To be done: Locate every line in the entries that contains the word "white" and copy each of those lines in full.

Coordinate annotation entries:
──────────────────────────────

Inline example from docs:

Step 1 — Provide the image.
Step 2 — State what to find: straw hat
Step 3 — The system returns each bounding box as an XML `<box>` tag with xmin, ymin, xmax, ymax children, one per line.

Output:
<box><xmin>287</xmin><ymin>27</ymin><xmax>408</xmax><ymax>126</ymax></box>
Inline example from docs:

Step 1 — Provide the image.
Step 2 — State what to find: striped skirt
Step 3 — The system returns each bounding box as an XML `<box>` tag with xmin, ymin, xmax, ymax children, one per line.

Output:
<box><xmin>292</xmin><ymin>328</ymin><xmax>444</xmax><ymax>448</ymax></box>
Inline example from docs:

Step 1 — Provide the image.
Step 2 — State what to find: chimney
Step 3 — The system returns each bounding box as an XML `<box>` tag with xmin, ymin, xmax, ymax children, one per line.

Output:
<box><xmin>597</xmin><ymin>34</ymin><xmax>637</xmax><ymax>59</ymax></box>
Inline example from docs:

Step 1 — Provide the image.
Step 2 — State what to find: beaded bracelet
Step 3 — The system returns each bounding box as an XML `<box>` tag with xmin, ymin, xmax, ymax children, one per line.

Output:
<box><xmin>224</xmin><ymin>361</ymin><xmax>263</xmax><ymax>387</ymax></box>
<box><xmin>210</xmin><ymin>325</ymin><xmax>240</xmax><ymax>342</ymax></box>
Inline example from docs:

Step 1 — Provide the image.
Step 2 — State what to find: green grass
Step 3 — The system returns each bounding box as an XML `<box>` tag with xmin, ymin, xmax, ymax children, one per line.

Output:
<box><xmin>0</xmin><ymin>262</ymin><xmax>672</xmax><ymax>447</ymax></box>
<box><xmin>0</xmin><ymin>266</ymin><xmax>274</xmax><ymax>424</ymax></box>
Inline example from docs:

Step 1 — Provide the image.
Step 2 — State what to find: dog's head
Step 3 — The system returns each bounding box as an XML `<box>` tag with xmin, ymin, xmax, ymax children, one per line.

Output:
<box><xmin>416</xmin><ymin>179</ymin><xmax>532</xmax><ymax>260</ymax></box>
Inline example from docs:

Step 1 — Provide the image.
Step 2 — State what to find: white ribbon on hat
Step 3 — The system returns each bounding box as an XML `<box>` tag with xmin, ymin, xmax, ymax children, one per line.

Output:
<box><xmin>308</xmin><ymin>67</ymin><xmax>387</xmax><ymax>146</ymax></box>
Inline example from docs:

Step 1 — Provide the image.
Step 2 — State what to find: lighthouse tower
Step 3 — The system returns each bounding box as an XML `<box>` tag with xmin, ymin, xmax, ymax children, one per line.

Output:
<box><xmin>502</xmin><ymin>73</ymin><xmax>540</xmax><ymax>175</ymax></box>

──────────────────────────────

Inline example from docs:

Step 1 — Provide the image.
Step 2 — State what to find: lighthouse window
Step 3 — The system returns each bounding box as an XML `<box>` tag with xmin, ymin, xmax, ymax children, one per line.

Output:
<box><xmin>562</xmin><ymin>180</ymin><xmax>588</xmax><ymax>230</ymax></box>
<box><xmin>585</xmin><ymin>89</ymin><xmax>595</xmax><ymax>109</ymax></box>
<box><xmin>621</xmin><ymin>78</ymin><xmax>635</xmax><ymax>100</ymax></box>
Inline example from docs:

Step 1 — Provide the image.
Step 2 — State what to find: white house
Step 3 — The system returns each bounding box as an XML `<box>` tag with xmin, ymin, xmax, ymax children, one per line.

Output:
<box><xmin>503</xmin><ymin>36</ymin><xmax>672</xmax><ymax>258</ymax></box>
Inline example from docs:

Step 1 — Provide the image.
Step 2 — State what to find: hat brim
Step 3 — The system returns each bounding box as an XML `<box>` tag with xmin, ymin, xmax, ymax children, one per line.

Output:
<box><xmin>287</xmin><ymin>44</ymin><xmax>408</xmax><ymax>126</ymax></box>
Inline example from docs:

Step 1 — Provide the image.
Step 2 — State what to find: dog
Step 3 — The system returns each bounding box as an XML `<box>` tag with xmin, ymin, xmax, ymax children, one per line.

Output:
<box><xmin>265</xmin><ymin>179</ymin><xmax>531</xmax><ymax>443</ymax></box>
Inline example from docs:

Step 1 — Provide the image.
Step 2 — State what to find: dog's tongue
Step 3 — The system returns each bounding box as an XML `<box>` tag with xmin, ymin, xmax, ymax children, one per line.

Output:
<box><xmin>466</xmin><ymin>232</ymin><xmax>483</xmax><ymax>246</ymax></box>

──────────────────────────────

Finished exercise:
Step 2 — State what to find: white ribbon on hat
Step 2 — State what to find: white house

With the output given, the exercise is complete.